[start DOCUMENT EXTRACT]

The air conduction feature quantity is an N-dimensional vector (i.e., a vector including N vector elements), where “N” is a constant indicating an integer of 1 or more. In this instance, the number of dimensions of the vector is preferably set to an appropriate number that allows the authentication operation to be properly performed. As an example, in a case where the mel frequency cepstral factor is used as the air conduction feature quantity, the air conduction feature quantity may be a vector of 12 or more dimensions.


Similarly, the calculation unit 311 may calculate, as the bone conduction feature quantity, an arbitrary parameter that qualitatively and/or quantitatively indicates the features of the bone conduction sound signal. For example, the calculation unit 311 may perform a desired voice analysis process on the bone conduction sound signal, thereby to calculate an arbitrary parameter indicating the features of the bone conduction sound signal, as the bone conduction feature quantity. An example of the arbitrary parameter indicating the features of the bone conduction sound signal is the mel frequency cepstral factor that can be calculated from the frequency analysis process performed on the bone conduction sound signal.


The bone conduction feature quality is an M-dimensional vector (i.e., a vector including M vector elements), where “M” is a constant indicating an integer of 1 or more. In this instance, the number of dimensions of the vector is preferably set to an appropriate number that allows the authentication operation to be properly performed. As an example, in a case where the mel frequency cepstral factor is used as the bone conduction feature quantity, the bone conduction feature quantity may be a vector of 12 or more dimensions.


Thereafter, the calculation unit 311 combines (in other words, connects or synthesizes) the air conduction feature quantity calculated in the step S13 and the bone conduction feature quantity calculated in the step S13 (step S14). As a result, the calculation unit 311 calculates a combination feature quantity that is a feature quantity of the combined air conduction feature quantity and bone conduction feature quantity (step S14).


As described above, since the air conduction feature quantity is an N-dimensional vector and the bone conduction feature quantity is an M-dimensional vector, the combination feature quantity is typically an N+M-dimensional vector. That is, the number of dimensions of the combination feature quantity is N+M. Conversely, the calculation unit 311 may calculate the combination feature quantity such that the combination feature quantity includes N vector elements included in the air conduction feature quantity and M vector elements included in the bone conduction feature quantity.


The combination feature quantity, however, may be a vector of less than N+M-dimensions. That is, the number of dimensions of the combination feature quantity may be less than N+M. The number of dimensions of the combination feature quantity, however, is greater than N and is greater than M. That is, the combination feature quantity may be a vector of less than N+M dimensions, greater than N dimensions, and greater than M dimensions. As an example, the calculation unit 311 may calculate the combination feature quantity such that the combination feature quantity includes at least one of N′ vector elements (where N′ is a constant indicating an integer of 1 or more and less than N) out of the N vector elements included in the air conduction feature quantity, and at least one of M′ vector elements (where M′ is a constant indicating an integer of 1 or more and less than M) out of the M vector elements included in the bone conduction feature quantity. That is, an operation of “calculating the combination feature quantity by combining the air conduction feature quantity and the bone conduction feature quantity” in the second example embodiment may mean an operation of “calculating the combination feature quantity such that the combination feature quantity includes at least one of the N vector elements included in the air conduction feature quantity and at least one of the M vector elements included in the bone conduction feature quantity.”

[end DOCUMENT EXTRACT]
[start GIVEN ENTRIES]

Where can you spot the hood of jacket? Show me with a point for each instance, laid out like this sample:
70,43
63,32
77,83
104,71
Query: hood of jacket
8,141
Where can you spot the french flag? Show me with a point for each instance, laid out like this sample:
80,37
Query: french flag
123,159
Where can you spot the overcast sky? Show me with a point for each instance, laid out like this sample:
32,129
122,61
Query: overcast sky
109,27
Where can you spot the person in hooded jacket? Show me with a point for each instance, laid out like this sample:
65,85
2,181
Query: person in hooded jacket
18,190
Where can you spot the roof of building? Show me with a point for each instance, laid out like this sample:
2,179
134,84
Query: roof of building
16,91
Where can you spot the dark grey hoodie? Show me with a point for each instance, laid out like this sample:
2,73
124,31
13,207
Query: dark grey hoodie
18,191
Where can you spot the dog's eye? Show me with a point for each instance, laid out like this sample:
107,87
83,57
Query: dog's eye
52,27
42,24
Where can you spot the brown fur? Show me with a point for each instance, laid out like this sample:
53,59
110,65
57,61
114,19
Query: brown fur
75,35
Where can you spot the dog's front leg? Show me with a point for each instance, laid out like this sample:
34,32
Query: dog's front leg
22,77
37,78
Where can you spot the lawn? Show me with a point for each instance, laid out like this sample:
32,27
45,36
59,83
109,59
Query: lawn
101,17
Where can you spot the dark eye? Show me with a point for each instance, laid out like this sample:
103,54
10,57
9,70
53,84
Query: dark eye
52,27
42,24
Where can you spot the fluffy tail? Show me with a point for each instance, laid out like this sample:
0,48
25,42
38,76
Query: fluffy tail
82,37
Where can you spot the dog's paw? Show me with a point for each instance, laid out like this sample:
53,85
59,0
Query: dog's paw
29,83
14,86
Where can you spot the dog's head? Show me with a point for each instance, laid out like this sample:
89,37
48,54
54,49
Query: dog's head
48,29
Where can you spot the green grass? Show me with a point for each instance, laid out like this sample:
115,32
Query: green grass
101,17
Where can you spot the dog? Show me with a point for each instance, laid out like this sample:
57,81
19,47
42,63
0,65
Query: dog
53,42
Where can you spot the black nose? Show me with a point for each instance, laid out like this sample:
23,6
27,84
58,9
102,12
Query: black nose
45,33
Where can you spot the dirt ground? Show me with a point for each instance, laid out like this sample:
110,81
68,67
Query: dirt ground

[end GIVEN ENTRIES]

- PROBLEM A: In the passage on feature quantities, how many dimensions may the air conduction feature quantity have when the mel frequency cepstral factor is used?
- PROBLEM B: Return everything in the passage on feature quantities from "Thereafter, the calculation" down to "quantity (step S14).".
Work from the passage on feature quantities alone.

- TASK RESULT A: It may be a vector of 12 or more dimensions.

- TASK RESULT B:
Thereafter, the calculation unit 311 combines (in other words, connects or synthesizes) the air conduction feature quantity calculated in the step S13 and the bone conduction feature quantity calculated in the step S13 (step S14). As a result, the calculation unit 311 calculates a combination feature quantity that is a feature quantity of the combined air conduction feature quantity and bone conduction feature quantity (step S14).